» EXERCISE:
Extract every line starting at the line that contains "of people on" and ending with the final line of the data, inclusive; give only those lines, word for word.

--- Start DATA ROWS ---

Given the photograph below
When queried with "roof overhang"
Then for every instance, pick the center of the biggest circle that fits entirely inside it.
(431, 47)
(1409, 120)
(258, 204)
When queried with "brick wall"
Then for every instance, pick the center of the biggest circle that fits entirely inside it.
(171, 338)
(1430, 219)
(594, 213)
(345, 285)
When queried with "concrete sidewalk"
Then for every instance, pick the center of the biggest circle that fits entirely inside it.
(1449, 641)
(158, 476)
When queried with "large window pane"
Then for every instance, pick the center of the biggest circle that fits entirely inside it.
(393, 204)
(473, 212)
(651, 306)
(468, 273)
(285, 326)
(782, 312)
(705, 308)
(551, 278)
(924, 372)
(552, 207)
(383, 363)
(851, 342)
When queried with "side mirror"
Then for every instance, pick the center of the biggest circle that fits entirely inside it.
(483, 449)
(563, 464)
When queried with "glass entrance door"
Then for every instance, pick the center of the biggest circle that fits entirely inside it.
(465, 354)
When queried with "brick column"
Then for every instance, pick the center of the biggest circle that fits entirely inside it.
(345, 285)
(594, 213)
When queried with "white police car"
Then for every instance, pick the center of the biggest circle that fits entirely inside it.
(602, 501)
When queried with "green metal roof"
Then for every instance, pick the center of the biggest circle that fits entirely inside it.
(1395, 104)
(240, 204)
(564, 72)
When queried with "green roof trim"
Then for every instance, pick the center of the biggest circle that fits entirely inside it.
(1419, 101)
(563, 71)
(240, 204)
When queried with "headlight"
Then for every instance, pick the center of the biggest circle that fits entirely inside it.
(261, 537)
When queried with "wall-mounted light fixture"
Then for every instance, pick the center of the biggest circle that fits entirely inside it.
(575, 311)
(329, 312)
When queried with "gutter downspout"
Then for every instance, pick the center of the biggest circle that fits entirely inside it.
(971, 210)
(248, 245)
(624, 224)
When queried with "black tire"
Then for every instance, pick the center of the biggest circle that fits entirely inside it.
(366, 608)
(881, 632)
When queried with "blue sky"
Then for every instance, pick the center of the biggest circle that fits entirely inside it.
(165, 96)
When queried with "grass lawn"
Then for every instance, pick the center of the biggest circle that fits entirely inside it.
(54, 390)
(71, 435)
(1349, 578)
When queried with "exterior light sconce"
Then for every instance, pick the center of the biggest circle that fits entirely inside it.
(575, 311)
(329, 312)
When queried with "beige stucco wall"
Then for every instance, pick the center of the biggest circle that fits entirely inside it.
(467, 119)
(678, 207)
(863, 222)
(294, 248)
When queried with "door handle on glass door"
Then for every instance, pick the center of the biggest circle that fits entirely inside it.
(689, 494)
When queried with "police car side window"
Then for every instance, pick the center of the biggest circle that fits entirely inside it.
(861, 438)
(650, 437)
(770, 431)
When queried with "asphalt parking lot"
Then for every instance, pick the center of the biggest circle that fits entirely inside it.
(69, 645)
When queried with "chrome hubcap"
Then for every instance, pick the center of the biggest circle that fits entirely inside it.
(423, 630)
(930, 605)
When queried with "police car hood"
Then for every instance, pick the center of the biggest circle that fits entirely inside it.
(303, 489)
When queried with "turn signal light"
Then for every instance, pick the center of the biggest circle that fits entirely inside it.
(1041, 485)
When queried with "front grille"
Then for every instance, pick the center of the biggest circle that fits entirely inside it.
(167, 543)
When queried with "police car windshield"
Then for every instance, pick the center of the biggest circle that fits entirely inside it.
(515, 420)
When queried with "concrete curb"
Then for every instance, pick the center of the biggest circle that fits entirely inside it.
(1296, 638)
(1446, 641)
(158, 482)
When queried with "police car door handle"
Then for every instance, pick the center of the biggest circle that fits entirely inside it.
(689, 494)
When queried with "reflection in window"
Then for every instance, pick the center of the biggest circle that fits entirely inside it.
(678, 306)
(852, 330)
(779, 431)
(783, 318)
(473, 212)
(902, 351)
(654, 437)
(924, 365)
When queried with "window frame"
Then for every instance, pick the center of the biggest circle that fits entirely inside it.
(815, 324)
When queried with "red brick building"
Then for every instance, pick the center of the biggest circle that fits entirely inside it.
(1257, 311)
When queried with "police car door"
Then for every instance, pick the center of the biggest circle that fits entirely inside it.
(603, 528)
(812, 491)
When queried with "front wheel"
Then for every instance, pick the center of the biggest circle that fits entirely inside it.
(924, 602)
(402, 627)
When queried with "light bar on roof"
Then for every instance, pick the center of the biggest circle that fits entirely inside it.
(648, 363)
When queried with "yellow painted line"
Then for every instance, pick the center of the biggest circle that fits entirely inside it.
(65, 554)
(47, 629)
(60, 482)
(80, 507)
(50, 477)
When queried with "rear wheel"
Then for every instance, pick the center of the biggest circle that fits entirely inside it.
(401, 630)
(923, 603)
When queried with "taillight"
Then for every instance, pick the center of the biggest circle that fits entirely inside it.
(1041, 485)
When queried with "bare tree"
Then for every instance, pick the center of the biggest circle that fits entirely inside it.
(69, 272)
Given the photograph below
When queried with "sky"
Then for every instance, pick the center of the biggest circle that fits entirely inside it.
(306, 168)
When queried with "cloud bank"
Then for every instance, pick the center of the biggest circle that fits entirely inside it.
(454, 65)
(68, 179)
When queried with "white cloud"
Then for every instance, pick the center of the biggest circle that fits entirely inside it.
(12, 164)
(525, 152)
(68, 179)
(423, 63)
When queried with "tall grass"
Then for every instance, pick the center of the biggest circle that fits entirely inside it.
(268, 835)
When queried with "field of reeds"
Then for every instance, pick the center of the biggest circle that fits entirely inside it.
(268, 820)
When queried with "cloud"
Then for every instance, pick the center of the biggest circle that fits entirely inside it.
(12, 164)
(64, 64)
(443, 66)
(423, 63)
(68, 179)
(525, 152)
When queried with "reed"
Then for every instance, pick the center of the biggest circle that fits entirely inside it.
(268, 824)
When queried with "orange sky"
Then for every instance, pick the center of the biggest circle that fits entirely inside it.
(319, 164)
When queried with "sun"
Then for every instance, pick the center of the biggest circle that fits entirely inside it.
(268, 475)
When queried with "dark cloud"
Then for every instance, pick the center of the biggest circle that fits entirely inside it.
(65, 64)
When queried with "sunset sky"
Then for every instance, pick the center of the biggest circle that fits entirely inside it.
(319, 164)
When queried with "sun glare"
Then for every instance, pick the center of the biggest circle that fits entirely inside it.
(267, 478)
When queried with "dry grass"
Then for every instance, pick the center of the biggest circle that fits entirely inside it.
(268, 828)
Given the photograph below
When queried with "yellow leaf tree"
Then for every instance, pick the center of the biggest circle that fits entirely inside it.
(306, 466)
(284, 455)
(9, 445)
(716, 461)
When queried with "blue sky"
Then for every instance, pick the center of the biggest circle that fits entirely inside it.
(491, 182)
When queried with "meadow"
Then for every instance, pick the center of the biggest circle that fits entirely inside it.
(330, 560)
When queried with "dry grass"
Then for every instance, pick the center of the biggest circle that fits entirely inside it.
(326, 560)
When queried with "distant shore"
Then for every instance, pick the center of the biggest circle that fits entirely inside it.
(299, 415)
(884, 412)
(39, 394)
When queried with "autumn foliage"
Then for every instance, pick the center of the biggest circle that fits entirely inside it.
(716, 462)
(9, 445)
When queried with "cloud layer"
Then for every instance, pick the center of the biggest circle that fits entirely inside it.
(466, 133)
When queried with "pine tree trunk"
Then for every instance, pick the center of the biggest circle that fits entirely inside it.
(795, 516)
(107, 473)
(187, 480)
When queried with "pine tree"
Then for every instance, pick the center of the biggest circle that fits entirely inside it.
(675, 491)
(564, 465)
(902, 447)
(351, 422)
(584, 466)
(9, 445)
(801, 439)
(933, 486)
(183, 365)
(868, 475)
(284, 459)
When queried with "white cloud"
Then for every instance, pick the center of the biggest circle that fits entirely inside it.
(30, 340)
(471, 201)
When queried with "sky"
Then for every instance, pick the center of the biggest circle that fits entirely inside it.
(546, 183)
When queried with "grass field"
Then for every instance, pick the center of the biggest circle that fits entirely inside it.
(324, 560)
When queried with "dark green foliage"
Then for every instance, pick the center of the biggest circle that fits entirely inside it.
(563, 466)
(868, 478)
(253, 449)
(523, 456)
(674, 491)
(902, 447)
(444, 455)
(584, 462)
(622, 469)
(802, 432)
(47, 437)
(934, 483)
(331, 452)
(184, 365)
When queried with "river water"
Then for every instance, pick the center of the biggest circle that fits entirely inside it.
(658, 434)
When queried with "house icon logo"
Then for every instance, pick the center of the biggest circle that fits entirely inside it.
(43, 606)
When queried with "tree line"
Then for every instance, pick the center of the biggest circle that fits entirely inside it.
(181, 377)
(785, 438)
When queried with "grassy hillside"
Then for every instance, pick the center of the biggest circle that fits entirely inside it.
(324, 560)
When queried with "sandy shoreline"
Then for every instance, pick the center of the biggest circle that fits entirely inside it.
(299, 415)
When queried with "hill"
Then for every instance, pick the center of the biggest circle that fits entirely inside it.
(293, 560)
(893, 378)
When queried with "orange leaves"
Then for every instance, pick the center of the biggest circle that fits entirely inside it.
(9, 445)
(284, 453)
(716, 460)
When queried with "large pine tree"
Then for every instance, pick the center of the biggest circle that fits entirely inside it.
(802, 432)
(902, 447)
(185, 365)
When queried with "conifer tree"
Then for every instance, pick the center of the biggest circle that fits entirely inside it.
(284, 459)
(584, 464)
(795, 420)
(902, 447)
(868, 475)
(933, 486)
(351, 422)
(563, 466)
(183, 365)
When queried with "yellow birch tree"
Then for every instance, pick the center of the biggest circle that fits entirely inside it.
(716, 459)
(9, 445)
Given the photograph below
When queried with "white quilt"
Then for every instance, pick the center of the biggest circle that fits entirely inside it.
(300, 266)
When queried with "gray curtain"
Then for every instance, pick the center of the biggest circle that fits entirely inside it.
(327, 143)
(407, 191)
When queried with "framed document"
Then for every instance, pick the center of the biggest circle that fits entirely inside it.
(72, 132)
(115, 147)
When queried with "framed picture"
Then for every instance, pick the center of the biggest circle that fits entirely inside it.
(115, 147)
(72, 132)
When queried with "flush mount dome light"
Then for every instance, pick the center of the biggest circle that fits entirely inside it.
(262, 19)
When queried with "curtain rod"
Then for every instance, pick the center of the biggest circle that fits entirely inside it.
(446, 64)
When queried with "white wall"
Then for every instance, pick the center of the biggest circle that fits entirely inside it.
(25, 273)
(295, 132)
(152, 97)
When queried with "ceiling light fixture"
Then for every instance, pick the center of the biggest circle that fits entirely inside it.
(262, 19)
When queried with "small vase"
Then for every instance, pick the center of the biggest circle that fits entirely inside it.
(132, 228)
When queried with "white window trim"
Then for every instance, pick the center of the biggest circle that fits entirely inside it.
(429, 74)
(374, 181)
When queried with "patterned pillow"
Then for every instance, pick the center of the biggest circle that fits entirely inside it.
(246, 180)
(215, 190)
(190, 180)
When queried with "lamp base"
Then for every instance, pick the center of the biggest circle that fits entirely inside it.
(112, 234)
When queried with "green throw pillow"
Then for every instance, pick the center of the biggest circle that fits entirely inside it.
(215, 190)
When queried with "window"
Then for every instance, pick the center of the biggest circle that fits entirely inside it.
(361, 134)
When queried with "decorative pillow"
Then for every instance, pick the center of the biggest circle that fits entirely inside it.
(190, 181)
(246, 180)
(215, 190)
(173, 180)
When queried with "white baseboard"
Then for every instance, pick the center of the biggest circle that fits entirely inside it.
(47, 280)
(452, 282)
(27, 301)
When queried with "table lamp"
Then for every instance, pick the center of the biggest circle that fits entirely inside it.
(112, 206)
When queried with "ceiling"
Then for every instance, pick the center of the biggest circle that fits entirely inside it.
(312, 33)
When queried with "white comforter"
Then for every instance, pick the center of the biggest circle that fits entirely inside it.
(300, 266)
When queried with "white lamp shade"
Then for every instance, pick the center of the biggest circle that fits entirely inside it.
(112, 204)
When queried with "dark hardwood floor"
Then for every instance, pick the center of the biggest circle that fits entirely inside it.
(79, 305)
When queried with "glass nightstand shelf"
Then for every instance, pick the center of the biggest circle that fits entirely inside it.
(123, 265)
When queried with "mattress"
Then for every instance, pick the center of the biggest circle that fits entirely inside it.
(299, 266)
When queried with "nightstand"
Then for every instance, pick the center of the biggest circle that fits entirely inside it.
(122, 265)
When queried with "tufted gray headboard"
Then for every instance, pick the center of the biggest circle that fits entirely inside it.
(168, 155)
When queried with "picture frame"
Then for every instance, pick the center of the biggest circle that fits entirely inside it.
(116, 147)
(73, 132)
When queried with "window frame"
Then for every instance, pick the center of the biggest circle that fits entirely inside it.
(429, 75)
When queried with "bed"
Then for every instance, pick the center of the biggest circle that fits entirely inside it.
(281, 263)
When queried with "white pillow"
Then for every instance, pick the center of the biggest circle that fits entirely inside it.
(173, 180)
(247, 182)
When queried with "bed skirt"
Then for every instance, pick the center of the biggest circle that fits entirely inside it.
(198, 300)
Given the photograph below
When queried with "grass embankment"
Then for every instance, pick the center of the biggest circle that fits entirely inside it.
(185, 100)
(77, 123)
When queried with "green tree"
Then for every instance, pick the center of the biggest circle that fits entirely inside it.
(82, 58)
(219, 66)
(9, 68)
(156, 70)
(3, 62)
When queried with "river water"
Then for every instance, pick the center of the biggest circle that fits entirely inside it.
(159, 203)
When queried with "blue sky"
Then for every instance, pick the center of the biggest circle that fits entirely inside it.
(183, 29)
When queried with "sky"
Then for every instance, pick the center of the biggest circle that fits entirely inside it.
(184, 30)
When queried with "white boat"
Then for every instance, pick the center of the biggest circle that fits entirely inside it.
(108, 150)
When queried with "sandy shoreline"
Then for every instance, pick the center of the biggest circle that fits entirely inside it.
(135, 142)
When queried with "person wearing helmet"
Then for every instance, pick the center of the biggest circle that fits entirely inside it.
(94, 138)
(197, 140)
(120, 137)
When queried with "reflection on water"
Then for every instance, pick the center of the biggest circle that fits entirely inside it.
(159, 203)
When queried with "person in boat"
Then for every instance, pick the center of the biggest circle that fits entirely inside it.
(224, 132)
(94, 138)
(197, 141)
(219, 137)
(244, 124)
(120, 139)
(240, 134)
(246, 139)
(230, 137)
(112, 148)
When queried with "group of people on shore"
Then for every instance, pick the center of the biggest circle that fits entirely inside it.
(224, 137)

--- End DATA ROWS ---

» ANSWER TO THIS PROBLEM:
When queried with "group of people on shore"
Then for every instance, pick the center of the biggest circle that fits entirely inside it.
(224, 137)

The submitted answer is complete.